### Selected excerpt
---*---
Section: Scientific Foundations
Scene Understanding for Activity Recognition
Participants : Guillaume Charpiat, François Brémond, Sabine Moisan, Monique Thonnat.
Introduction
Our goal is to design a framework for the easy generation of autonomous and effective scene understanding systems for activity recognition. Scene understanding is a complex process where information is abstracted through four levels: signal (e.g. pixel, sound), perceptual features, physical objects and events. The signal level is characterized by strong noise, ambiguous, corrupted and missing data. Thus to reach a semantic abstraction level, models and invariants are the crucial points. A still open issue consists in determining whether these models and invariants are given a priori or are learned. The whole challenge consists in organizing all this knowledge in order to capitalize experience, share it with others and update it along with experimentation. More precisely we work in the following research axes: perception (how to extract perceptual features from signal), understanding (how to recognize a priori models of physical object activities from perceptual features) and learning (how to learn models for activity recognition).
Perception for Activity Recognition
We are proposing computer vision techniques for physical object detection and control techniques for supervision of a library of video processing programs.
First for the real time detection of physical objects from perceptual features, we design methods either by adapting existing algorithms or proposing new ones. In particular, we work on information fusion to handle perceptual features coming from various sensors (several cameras covering a large scale area or heterogeneous sensors capturing more or less precise and rich information). Also to guarantee the long-term coherence of tracked objects, we are adding a reasoning layer to a classical Bayesian framework, modeling the uncertainty of the tracked objects. This reasoning layer is taking into account the a priori knowledge of the scene for outlier elimination and long term coherency checking. Moreover we are working on providing fine and accurate models for human shape and gesture, extending the work we have done on human posture recognition matching 3D models and 2D silhouettes. We are also working on gesture recognition based on 2D feature point tracking and clustering.
A second research direction is to manage a library of video processing programs. We are building a perception library by selecting robust algorithms for feature extraction, by insuring they work efficiently with real time constraints and by formalizing their conditions of use within a program supervision model. In the case of video cameras, at least two problems are still open: robust image segmentation and meaningful feature extraction. For these issues, we are developing new learning techniques.
---*---
(Localization data with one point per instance)
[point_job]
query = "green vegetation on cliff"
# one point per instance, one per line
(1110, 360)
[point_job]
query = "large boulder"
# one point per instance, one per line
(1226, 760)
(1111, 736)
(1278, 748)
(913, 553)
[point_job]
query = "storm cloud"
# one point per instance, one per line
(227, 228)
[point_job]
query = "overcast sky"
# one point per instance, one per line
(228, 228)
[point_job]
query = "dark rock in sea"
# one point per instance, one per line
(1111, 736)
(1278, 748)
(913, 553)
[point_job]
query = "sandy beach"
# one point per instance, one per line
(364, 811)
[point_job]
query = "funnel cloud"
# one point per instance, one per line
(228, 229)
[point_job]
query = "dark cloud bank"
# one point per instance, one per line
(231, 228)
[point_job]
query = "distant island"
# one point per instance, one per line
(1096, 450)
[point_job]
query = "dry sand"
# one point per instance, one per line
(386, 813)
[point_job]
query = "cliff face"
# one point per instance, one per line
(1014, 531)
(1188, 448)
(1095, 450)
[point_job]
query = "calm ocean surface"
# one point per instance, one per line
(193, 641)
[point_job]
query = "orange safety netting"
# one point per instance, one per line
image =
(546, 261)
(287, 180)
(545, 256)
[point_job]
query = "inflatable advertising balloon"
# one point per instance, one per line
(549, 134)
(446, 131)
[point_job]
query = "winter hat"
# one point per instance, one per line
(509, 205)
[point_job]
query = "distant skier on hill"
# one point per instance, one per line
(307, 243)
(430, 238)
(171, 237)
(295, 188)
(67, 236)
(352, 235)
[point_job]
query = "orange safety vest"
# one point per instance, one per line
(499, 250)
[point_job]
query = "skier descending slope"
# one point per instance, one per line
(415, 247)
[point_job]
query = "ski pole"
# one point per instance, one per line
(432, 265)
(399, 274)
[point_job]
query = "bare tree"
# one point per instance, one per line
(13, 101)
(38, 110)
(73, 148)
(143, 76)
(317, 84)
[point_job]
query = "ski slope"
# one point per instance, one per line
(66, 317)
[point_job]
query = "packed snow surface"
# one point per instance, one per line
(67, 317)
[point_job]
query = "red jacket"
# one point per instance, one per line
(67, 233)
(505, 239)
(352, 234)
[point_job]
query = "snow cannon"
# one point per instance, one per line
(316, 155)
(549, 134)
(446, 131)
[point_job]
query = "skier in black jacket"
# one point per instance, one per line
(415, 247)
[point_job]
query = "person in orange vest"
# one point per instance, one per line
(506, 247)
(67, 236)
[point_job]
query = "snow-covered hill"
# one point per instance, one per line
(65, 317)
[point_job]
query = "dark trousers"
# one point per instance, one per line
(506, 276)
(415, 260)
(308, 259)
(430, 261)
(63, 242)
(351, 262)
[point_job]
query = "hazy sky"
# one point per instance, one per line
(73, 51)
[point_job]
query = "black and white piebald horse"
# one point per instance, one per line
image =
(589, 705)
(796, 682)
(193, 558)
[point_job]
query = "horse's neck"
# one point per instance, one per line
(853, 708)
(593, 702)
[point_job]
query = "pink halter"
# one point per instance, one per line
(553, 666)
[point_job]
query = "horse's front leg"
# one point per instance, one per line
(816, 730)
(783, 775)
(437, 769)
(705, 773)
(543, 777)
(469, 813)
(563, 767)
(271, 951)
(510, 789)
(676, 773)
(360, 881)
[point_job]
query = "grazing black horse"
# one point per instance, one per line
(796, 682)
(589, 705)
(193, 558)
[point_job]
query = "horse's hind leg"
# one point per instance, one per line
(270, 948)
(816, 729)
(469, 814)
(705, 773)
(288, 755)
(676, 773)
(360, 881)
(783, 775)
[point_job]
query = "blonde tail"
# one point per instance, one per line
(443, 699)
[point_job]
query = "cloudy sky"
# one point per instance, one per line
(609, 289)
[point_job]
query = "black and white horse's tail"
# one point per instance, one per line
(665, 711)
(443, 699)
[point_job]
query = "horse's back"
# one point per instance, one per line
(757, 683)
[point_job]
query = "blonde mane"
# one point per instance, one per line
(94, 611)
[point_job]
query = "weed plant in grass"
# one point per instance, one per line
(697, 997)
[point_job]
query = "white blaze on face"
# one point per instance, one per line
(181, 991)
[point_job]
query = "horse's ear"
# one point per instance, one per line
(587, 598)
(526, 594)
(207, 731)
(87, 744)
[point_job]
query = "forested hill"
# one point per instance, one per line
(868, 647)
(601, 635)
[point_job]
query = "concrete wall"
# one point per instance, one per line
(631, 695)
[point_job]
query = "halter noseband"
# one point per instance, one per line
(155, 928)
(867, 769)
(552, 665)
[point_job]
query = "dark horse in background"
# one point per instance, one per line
---*---
### Check your understanding
(a) In the activity recognition text, retype everything from "A second research" down to "new learning techniques.".
(b) According to the activity recognition text, which two problems remain open for video cameras?

### List of solutions
(a)
A second research direction is to manage a library of video processing programs. We are building a perception library by selecting robust algorithms for feature extraction, by insuring they work efficiently with real time constraints and by formalizing their conditions of use within a program supervision model. In the case of video cameras, at least two problems are still open: robust image segmentation and meaningful feature extraction. For these issues, we are developing new learning techniques.

(b) Robust image segmentation and meaningful feature extraction.